SUPPLIED TEXT:
## Start

Urban sprawl is so five minutes ago. The Australian dream of a house on a quarter acre block is dead. Skyscrapers are moving into the suburbs. This progress is a double-edged sword that leaves us wondering: how might our future selves live?
Back to the Future
To figure out where Melburnians might be headed, it helps to look back at from where we have come. It’s the job of futurist Morris Miselowski to predict (with research and evidence rather than some kind of psychic vision) social and lifestyle trends. He’s tickled by the idea that we have come full circle with our desires since our parents’ generation, “when my parents came as ethnics in the 40s we lived on top of the shop and that was a bad thing to do. The first thing you did to prove yourself was to get out of there. Now it’s the exact opposite. To live in a trendy shopping centre is actually seen as a sign of prosperity. People aspire to it.”
He explains that, prior to the 60s, homes were traditionally the female bastion. Men came and went using the home as a transport hub. Strip shopping centres were built to accommodate women walking to them. In the 70s, women began to work out of the home more, it became more ordinary for people to share chores. People began to be at home for longer periods of time, “we stopped covering up the couch in plastic and having beautiful pristine rooms that only the priest was invited to once a year and everybody else whispered in.”

## End

PROVIDED RECORDS:
## Start

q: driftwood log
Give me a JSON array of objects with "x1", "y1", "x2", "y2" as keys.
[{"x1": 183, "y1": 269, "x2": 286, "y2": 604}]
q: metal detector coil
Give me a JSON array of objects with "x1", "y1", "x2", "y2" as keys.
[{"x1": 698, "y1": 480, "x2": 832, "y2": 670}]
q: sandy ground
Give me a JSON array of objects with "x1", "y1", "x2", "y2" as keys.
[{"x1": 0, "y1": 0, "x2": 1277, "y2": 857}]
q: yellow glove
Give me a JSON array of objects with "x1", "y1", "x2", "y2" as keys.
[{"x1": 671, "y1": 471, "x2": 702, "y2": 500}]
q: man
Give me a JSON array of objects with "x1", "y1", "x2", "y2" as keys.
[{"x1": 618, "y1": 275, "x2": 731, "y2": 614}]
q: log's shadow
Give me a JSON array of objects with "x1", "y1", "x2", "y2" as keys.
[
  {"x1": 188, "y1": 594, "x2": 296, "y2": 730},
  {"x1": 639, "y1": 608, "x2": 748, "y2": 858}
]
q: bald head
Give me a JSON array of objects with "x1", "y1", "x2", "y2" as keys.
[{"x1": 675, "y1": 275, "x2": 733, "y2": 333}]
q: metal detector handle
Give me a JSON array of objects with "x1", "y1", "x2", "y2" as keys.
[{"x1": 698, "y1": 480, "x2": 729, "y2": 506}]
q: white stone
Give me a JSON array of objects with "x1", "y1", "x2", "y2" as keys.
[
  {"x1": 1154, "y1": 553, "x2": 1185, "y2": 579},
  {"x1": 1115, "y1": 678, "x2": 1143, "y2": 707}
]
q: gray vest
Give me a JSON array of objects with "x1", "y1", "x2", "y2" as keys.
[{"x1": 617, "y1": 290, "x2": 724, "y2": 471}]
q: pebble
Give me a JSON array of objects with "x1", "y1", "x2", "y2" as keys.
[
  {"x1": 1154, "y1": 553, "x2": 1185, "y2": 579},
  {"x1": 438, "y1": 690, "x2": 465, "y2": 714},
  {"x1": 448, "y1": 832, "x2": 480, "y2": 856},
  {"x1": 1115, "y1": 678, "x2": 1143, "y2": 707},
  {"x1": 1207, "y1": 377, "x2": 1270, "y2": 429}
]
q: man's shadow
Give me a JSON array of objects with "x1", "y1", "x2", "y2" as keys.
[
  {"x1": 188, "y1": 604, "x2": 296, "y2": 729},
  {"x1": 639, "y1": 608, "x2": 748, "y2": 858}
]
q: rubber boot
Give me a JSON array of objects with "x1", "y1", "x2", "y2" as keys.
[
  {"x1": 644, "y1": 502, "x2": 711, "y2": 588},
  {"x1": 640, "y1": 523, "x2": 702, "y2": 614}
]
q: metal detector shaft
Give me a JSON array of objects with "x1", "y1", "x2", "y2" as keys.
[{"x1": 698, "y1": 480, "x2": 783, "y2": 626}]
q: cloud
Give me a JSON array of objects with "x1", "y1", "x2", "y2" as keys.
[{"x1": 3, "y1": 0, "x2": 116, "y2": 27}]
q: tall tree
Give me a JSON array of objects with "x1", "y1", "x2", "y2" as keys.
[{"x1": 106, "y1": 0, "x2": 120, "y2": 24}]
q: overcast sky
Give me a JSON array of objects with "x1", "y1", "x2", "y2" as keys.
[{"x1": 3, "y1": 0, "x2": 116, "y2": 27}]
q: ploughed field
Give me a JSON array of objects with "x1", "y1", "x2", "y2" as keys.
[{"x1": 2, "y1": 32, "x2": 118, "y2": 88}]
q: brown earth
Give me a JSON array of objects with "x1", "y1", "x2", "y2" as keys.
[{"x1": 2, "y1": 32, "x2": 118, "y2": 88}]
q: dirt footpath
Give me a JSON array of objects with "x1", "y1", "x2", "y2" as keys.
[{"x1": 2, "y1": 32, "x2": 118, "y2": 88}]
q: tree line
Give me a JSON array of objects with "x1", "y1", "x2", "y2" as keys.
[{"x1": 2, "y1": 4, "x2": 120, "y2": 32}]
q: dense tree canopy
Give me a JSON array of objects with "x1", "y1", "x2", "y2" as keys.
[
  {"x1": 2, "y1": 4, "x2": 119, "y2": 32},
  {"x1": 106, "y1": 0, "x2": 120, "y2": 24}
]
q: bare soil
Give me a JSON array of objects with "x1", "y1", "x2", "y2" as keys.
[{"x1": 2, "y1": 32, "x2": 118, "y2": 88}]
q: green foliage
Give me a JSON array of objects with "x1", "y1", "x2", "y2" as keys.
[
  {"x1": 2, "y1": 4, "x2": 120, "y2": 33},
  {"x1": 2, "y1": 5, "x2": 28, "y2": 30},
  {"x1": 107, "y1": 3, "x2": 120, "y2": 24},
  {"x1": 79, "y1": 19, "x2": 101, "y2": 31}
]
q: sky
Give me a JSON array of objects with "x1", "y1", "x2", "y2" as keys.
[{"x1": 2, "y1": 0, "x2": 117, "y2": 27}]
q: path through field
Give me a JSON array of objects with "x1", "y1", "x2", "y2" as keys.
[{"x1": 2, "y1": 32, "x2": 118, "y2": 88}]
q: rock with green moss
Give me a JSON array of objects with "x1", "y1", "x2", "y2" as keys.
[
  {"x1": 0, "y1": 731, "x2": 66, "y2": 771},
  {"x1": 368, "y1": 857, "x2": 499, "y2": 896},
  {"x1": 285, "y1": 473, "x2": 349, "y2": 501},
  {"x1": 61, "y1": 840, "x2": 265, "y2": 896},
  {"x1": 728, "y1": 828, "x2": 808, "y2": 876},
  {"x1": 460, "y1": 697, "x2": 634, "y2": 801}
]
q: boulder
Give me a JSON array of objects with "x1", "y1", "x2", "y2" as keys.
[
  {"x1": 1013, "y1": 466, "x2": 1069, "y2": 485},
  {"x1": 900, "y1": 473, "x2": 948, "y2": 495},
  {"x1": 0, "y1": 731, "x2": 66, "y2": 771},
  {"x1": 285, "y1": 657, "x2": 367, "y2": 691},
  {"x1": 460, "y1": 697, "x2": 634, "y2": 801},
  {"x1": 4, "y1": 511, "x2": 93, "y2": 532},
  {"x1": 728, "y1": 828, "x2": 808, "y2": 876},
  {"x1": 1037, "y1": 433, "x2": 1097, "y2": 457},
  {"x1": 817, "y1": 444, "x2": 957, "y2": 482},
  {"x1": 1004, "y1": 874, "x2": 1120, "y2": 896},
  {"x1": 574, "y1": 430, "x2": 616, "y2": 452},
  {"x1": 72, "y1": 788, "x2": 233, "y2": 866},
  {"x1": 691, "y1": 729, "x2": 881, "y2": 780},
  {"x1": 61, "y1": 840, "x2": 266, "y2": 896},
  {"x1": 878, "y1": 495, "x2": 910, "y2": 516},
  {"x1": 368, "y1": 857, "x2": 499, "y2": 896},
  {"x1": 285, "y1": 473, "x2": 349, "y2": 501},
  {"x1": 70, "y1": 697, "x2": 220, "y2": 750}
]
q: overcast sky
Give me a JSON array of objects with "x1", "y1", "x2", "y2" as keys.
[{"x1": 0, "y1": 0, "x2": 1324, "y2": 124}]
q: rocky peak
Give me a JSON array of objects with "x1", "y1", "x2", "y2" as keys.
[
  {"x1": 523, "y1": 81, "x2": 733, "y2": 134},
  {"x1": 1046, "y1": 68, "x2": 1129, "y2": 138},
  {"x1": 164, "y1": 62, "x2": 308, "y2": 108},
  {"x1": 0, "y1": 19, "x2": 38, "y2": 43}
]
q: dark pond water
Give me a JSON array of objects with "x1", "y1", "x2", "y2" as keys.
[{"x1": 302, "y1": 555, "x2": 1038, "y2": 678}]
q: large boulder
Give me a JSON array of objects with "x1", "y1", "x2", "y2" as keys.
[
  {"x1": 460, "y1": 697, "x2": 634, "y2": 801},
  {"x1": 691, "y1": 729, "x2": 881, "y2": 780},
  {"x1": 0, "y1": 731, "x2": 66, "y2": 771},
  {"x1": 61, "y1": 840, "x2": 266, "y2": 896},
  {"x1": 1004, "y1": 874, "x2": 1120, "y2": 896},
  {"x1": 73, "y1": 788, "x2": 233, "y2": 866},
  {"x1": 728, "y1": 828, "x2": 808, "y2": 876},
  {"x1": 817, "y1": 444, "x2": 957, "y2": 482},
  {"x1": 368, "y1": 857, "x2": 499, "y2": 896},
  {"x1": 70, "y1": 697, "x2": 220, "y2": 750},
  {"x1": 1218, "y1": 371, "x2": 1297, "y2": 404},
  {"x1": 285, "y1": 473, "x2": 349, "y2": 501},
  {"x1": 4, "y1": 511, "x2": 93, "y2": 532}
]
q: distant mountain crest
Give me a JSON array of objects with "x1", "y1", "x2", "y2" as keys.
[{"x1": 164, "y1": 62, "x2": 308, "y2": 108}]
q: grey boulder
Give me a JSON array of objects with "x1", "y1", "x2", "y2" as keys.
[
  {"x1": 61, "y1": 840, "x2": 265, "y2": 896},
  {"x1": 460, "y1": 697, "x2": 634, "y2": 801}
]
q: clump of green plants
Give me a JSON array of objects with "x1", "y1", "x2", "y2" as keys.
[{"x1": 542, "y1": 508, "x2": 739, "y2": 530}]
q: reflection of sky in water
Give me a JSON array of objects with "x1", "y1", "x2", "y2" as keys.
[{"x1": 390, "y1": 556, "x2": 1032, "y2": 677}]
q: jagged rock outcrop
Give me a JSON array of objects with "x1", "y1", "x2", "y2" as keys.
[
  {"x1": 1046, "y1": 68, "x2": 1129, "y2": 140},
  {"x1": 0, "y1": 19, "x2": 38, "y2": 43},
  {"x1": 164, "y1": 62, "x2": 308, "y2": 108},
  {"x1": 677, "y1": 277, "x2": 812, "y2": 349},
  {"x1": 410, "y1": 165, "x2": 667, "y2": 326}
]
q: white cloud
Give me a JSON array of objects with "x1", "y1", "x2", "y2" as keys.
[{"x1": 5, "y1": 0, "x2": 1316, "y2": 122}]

## End

TASK LIST:
[A] According to the article on how Melburnians might live, what was Morris Miselowski's family's living arrangement when his parents arrived in the 40s?
[B] Copy out the lines of the listing from the line that contains "q: white cloud" through the end of the listing, both ends included.

OUTPUTS:
[A] They lived on top of the shop.

[B]
q: white cloud
Give me a JSON array of objects with "x1", "y1", "x2", "y2" as keys.
[{"x1": 5, "y1": 0, "x2": 1316, "y2": 122}]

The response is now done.